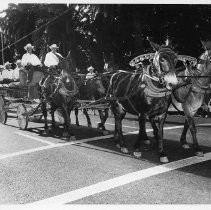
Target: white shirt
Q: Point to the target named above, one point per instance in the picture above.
(1, 77)
(30, 58)
(15, 74)
(51, 59)
(7, 74)
(90, 75)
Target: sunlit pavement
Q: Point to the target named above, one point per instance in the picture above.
(36, 168)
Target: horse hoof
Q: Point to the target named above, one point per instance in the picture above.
(46, 132)
(98, 126)
(147, 142)
(89, 125)
(124, 150)
(199, 154)
(164, 160)
(72, 138)
(185, 146)
(105, 133)
(137, 154)
(65, 134)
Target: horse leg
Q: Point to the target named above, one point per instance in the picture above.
(142, 136)
(183, 140)
(119, 115)
(197, 150)
(76, 116)
(67, 130)
(158, 133)
(89, 124)
(53, 109)
(154, 127)
(44, 110)
(103, 118)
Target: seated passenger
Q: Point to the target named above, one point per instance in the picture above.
(30, 59)
(1, 69)
(7, 72)
(91, 73)
(16, 71)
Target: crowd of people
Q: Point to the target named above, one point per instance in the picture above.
(21, 72)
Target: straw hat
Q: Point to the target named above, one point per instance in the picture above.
(53, 46)
(90, 68)
(7, 63)
(29, 46)
(18, 61)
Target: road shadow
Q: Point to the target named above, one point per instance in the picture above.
(149, 153)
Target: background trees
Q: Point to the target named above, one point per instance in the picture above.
(91, 31)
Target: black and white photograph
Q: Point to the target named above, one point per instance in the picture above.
(105, 103)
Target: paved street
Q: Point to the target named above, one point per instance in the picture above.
(40, 169)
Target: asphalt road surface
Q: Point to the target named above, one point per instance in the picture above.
(38, 169)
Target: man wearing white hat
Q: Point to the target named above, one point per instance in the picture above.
(29, 58)
(52, 62)
(7, 72)
(1, 69)
(91, 73)
(16, 71)
(52, 58)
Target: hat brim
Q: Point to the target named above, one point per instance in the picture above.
(32, 47)
(53, 48)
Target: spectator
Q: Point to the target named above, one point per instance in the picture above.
(1, 69)
(91, 73)
(16, 71)
(7, 72)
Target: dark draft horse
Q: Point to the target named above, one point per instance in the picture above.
(93, 89)
(190, 98)
(129, 87)
(59, 93)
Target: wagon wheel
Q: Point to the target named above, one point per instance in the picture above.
(22, 117)
(38, 117)
(60, 117)
(3, 113)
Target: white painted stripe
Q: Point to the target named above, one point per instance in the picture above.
(28, 151)
(124, 126)
(53, 145)
(34, 138)
(50, 146)
(121, 180)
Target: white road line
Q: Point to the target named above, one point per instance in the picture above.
(149, 130)
(50, 146)
(121, 180)
(124, 126)
(34, 138)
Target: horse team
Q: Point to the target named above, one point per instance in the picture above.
(135, 93)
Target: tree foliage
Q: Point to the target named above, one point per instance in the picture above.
(93, 32)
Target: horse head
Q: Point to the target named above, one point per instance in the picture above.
(96, 85)
(164, 61)
(205, 58)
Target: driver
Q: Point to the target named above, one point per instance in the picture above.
(30, 59)
(52, 59)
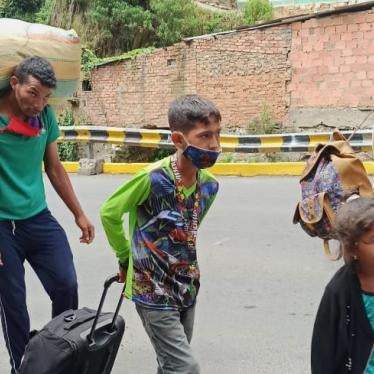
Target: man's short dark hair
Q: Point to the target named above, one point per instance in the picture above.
(37, 67)
(186, 111)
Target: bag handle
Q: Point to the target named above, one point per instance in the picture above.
(108, 282)
(359, 126)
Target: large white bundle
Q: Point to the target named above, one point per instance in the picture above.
(62, 48)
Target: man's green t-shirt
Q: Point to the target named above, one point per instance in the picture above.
(22, 192)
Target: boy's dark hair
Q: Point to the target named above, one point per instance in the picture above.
(353, 219)
(37, 67)
(186, 111)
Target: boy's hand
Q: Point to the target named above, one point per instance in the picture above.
(87, 228)
(122, 275)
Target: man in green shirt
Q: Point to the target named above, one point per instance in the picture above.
(28, 231)
(166, 203)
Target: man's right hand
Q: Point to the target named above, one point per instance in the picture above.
(122, 275)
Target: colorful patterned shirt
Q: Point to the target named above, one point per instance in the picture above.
(163, 272)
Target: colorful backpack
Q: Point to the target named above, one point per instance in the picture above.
(331, 174)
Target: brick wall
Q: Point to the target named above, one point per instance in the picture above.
(304, 73)
(240, 72)
(333, 61)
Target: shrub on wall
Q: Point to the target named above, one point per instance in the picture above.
(258, 10)
(68, 151)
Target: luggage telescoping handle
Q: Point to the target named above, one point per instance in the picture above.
(108, 282)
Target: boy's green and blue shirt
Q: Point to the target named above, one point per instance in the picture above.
(163, 272)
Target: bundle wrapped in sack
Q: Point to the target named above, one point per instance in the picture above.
(62, 48)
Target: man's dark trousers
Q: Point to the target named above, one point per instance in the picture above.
(43, 243)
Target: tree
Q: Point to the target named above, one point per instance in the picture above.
(173, 20)
(257, 10)
(122, 25)
(16, 7)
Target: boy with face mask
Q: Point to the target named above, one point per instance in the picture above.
(166, 203)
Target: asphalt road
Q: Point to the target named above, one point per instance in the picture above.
(262, 279)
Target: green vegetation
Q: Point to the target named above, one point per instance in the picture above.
(257, 10)
(68, 151)
(114, 27)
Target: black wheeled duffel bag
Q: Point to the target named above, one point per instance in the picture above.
(82, 341)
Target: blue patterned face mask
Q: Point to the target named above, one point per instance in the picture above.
(201, 158)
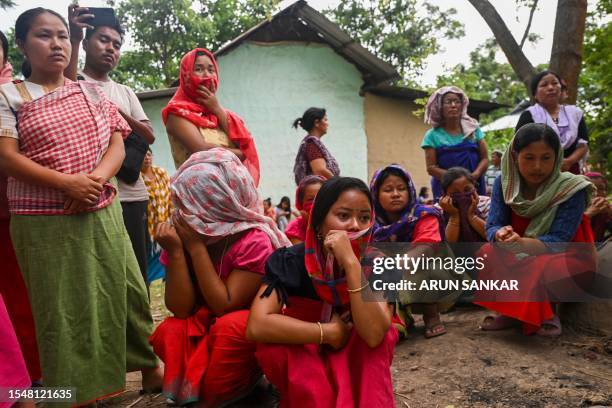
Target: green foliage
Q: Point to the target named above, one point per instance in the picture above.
(401, 32)
(162, 31)
(15, 56)
(595, 84)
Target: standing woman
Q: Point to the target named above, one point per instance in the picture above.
(216, 252)
(12, 286)
(313, 157)
(566, 120)
(321, 343)
(534, 207)
(454, 140)
(66, 224)
(159, 209)
(196, 121)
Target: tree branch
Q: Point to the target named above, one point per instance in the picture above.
(531, 13)
(517, 59)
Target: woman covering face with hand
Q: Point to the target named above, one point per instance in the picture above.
(196, 121)
(321, 343)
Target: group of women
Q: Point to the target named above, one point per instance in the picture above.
(246, 298)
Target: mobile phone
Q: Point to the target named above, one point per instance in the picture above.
(102, 16)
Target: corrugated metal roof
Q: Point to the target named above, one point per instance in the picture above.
(302, 22)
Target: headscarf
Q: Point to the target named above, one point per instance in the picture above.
(557, 189)
(215, 194)
(331, 288)
(433, 110)
(402, 229)
(184, 104)
(6, 73)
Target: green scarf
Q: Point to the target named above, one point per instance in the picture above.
(557, 189)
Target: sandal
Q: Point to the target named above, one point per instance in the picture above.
(550, 328)
(435, 330)
(497, 322)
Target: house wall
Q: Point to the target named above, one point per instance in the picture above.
(394, 136)
(269, 85)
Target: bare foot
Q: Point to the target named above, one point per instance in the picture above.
(152, 379)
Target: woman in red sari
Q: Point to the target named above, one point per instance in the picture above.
(215, 257)
(534, 207)
(196, 121)
(322, 343)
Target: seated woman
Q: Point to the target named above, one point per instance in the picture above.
(313, 157)
(215, 256)
(304, 197)
(399, 218)
(454, 140)
(465, 211)
(533, 207)
(322, 344)
(600, 210)
(196, 121)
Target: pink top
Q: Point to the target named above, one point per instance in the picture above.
(296, 229)
(249, 253)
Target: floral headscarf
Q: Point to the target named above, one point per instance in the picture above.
(433, 110)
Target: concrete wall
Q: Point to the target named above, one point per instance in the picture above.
(394, 136)
(269, 85)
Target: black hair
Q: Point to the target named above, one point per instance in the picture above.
(23, 25)
(284, 199)
(535, 132)
(329, 193)
(535, 81)
(307, 121)
(390, 171)
(453, 174)
(113, 24)
(4, 47)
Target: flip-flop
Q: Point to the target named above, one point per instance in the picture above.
(499, 322)
(553, 330)
(435, 330)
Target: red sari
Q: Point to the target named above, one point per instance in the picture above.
(15, 293)
(307, 376)
(533, 314)
(208, 359)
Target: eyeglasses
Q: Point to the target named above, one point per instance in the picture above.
(450, 102)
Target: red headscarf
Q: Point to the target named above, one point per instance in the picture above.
(184, 104)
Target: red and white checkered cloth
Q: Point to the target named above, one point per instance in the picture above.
(67, 130)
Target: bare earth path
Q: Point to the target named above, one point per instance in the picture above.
(467, 368)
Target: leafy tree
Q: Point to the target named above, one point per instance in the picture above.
(401, 32)
(162, 31)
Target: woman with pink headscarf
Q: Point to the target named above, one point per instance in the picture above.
(215, 251)
(455, 139)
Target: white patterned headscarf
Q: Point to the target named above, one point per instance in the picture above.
(215, 194)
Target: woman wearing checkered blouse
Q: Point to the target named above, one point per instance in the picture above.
(61, 145)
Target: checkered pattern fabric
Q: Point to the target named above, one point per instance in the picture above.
(67, 130)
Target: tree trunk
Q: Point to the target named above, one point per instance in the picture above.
(517, 59)
(566, 55)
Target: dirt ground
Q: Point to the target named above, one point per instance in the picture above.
(466, 368)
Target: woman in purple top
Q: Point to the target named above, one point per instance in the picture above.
(566, 120)
(313, 157)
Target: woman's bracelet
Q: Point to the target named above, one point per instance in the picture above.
(358, 289)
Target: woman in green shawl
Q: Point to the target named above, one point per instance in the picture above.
(534, 207)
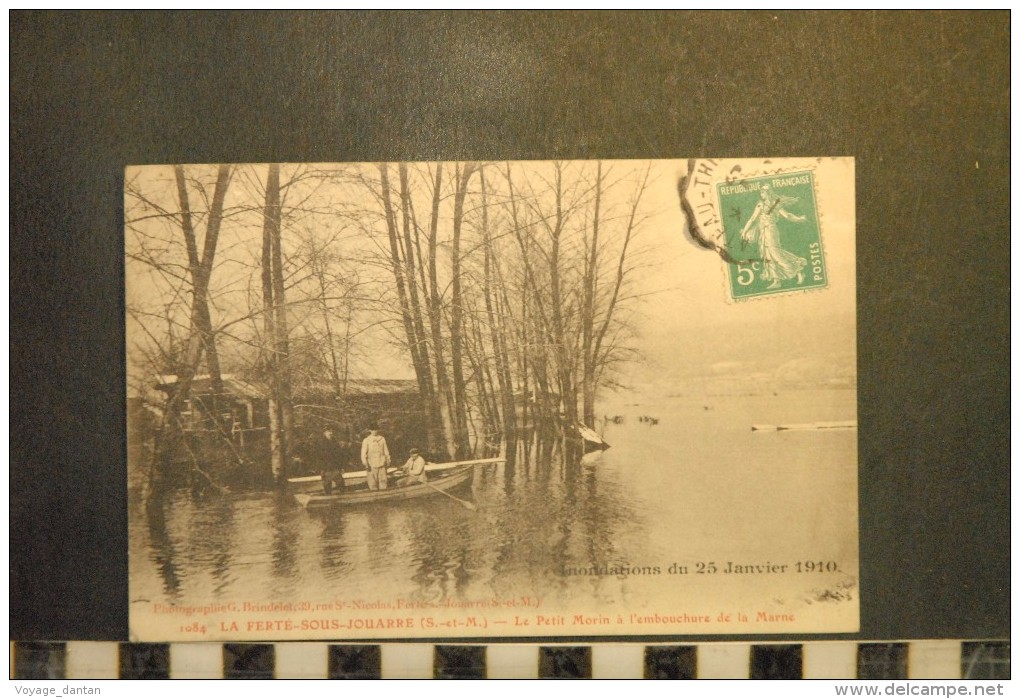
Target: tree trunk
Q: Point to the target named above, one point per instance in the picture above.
(457, 314)
(444, 393)
(275, 328)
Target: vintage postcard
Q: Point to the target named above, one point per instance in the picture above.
(492, 399)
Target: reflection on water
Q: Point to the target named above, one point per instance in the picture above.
(697, 478)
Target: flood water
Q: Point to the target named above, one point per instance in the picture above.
(698, 485)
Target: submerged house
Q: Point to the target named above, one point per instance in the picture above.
(233, 423)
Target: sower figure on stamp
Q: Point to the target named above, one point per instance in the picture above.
(375, 459)
(778, 264)
(414, 469)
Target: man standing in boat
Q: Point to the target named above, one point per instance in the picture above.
(375, 459)
(328, 454)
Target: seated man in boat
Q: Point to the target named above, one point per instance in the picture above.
(414, 469)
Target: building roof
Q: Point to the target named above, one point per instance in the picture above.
(257, 390)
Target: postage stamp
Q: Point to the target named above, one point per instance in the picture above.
(772, 234)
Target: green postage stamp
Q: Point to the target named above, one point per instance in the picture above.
(772, 234)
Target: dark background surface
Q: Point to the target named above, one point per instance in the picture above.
(921, 100)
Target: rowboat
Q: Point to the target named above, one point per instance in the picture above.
(449, 481)
(835, 425)
(353, 479)
(593, 440)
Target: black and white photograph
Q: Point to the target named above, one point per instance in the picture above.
(468, 399)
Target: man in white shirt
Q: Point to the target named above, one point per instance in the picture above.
(375, 459)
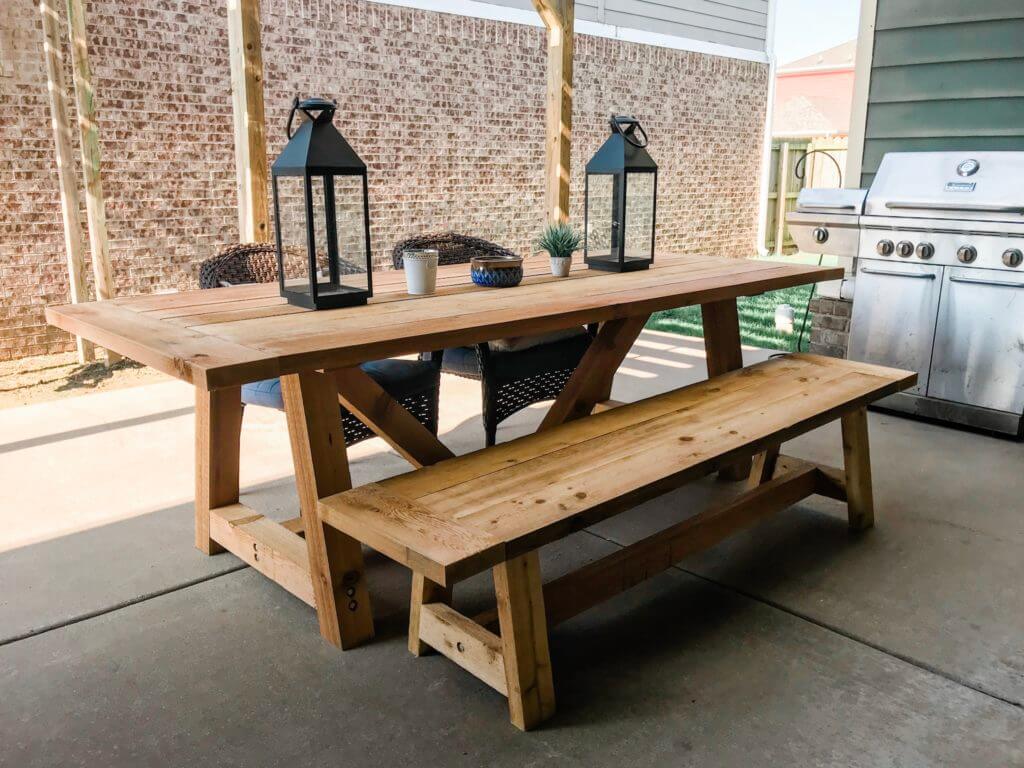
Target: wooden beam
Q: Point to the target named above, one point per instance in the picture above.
(336, 567)
(857, 466)
(85, 96)
(524, 640)
(250, 134)
(764, 467)
(558, 16)
(424, 592)
(388, 419)
(267, 546)
(70, 203)
(218, 432)
(724, 353)
(465, 642)
(591, 382)
(612, 574)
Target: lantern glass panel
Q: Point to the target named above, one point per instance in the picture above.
(600, 195)
(639, 235)
(291, 201)
(351, 225)
(323, 248)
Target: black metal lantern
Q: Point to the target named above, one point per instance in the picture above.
(322, 214)
(621, 201)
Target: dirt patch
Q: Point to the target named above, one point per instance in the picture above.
(52, 377)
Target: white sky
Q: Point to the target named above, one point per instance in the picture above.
(805, 27)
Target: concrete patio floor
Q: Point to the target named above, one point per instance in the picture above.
(793, 644)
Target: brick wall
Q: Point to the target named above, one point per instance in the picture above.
(446, 111)
(829, 327)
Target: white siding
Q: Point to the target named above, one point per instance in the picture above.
(741, 24)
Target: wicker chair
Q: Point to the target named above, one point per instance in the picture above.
(514, 373)
(416, 384)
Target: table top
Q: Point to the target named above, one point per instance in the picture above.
(229, 336)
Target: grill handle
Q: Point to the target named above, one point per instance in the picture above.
(826, 207)
(912, 275)
(980, 282)
(978, 207)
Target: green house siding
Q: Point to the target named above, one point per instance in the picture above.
(945, 75)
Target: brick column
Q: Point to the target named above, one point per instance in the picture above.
(829, 327)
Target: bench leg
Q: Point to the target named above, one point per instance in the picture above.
(218, 431)
(857, 465)
(524, 640)
(763, 468)
(322, 469)
(424, 592)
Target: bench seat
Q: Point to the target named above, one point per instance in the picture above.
(494, 508)
(464, 515)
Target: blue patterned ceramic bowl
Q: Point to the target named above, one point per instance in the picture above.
(497, 271)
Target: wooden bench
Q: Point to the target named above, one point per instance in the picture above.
(494, 508)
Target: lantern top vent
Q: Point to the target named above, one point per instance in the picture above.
(316, 147)
(625, 150)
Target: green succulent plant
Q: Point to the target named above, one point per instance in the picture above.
(559, 240)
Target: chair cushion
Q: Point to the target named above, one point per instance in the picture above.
(400, 378)
(517, 343)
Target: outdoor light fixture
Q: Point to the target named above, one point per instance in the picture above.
(621, 201)
(322, 214)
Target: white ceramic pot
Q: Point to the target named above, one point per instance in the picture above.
(784, 317)
(560, 265)
(421, 270)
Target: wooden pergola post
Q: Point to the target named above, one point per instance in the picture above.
(70, 203)
(558, 17)
(250, 139)
(85, 96)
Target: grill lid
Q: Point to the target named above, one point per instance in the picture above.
(980, 185)
(813, 200)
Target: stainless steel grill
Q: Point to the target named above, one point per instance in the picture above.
(938, 243)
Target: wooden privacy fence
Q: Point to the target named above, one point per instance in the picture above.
(818, 171)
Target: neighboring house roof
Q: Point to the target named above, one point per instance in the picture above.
(842, 56)
(813, 94)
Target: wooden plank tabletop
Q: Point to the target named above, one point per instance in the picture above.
(229, 336)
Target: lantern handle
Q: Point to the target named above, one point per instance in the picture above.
(627, 126)
(324, 107)
(291, 117)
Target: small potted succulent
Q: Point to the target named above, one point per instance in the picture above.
(560, 241)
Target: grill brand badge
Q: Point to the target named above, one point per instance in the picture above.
(968, 168)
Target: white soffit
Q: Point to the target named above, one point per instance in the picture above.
(722, 29)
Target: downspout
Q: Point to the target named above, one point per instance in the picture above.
(766, 142)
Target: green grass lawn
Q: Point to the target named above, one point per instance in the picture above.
(757, 315)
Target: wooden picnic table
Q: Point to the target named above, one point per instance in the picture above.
(222, 338)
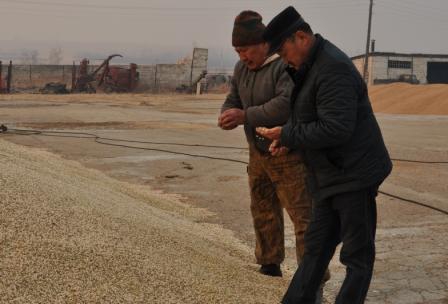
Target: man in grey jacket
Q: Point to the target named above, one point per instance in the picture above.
(259, 97)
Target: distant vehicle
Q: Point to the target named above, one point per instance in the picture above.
(407, 78)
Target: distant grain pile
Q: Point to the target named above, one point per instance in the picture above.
(410, 99)
(73, 235)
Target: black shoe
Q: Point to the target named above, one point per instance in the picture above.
(272, 270)
(320, 295)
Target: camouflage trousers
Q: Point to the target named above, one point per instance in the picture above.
(277, 183)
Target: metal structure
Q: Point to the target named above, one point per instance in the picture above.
(111, 78)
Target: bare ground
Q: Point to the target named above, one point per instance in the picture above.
(412, 242)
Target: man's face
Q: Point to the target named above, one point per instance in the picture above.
(293, 50)
(254, 55)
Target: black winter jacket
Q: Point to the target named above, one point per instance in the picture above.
(333, 124)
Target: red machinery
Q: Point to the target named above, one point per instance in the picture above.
(111, 79)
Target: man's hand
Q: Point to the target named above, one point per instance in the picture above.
(277, 149)
(232, 118)
(272, 134)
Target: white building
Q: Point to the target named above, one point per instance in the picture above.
(415, 68)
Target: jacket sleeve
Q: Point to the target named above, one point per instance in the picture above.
(277, 110)
(233, 99)
(337, 92)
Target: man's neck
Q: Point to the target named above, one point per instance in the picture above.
(306, 53)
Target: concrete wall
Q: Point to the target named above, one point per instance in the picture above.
(379, 69)
(155, 78)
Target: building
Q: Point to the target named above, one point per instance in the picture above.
(412, 68)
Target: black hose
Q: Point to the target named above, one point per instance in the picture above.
(98, 139)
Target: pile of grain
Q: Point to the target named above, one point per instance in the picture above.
(72, 235)
(403, 98)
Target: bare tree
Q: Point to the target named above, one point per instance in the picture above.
(55, 56)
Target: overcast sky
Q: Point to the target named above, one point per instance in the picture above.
(167, 28)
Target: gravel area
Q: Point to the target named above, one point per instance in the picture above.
(69, 234)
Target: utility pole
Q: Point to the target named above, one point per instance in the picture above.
(369, 29)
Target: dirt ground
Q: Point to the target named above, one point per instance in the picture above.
(412, 242)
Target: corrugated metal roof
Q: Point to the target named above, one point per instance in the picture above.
(390, 54)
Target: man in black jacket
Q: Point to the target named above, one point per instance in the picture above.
(334, 127)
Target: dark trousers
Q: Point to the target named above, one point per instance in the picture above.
(349, 218)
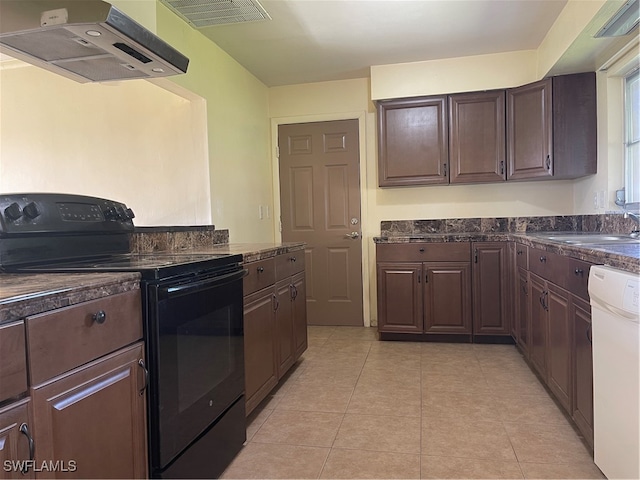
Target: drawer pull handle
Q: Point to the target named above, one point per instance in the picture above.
(100, 317)
(32, 447)
(146, 376)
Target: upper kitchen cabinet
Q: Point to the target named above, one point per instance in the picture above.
(551, 128)
(477, 137)
(412, 141)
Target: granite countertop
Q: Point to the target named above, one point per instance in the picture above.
(626, 257)
(24, 294)
(252, 252)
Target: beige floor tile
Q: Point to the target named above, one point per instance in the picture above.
(256, 419)
(316, 398)
(454, 383)
(379, 433)
(462, 438)
(531, 409)
(314, 429)
(542, 443)
(454, 467)
(552, 471)
(385, 400)
(470, 406)
(265, 460)
(365, 464)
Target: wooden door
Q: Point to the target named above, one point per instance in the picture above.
(477, 140)
(320, 203)
(559, 345)
(94, 415)
(285, 350)
(538, 316)
(490, 288)
(529, 131)
(14, 443)
(412, 142)
(582, 368)
(260, 362)
(447, 297)
(400, 297)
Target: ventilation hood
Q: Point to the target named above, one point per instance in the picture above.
(84, 40)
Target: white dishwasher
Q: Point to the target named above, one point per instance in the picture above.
(616, 371)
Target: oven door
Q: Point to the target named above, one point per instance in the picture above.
(195, 348)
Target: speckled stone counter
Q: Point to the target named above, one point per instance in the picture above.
(29, 294)
(524, 230)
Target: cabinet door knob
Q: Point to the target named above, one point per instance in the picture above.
(24, 429)
(100, 317)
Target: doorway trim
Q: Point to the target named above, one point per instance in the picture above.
(361, 116)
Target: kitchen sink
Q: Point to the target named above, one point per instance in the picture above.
(588, 238)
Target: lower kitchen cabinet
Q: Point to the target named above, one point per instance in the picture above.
(15, 433)
(491, 292)
(275, 322)
(424, 289)
(582, 406)
(93, 419)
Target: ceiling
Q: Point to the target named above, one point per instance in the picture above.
(321, 40)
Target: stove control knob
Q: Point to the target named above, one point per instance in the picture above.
(31, 210)
(13, 212)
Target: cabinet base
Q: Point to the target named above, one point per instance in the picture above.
(445, 338)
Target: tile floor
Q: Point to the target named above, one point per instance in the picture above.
(354, 407)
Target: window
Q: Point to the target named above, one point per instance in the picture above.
(632, 137)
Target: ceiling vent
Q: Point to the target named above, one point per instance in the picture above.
(624, 20)
(207, 13)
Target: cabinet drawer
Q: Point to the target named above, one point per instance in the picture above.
(522, 256)
(573, 275)
(288, 264)
(261, 275)
(424, 252)
(69, 337)
(13, 361)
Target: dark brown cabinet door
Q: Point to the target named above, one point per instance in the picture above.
(412, 141)
(490, 288)
(539, 318)
(14, 443)
(400, 297)
(447, 297)
(559, 345)
(582, 368)
(529, 131)
(285, 352)
(95, 415)
(299, 294)
(522, 319)
(477, 137)
(261, 370)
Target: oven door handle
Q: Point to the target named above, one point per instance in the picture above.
(169, 291)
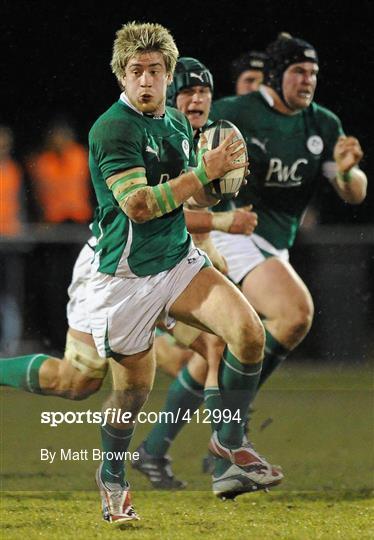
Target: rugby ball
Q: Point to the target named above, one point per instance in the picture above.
(228, 186)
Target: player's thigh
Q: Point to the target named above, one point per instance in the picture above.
(81, 359)
(135, 371)
(211, 302)
(275, 290)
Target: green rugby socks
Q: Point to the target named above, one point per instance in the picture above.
———
- Problem statement
Exactly the lines from the one with "Target: dark brown cabinet door" through the end of the listing above are to be repeated, with no pictures.

- Problem solution
Target: dark brown cabinet door
Q: Point to the target named above, one point per instance in the picture above.
(412, 141)
(490, 288)
(539, 318)
(14, 443)
(400, 297)
(447, 297)
(559, 345)
(582, 368)
(529, 131)
(285, 352)
(95, 415)
(299, 294)
(522, 319)
(477, 137)
(261, 370)
Target: oven door handle
Q: Point to the target named above, one point per instance in the picture above.
(169, 291)
Target: rugby ball
Q: Point to the target named above, one point per instance in the picture above.
(228, 186)
Target: player's thigh
Q: Point to the target named above, one point per instance in the picture above.
(81, 359)
(135, 371)
(211, 302)
(275, 290)
Target: green rugby socks
Q: Point to the target named above, one point per instance in the picture above.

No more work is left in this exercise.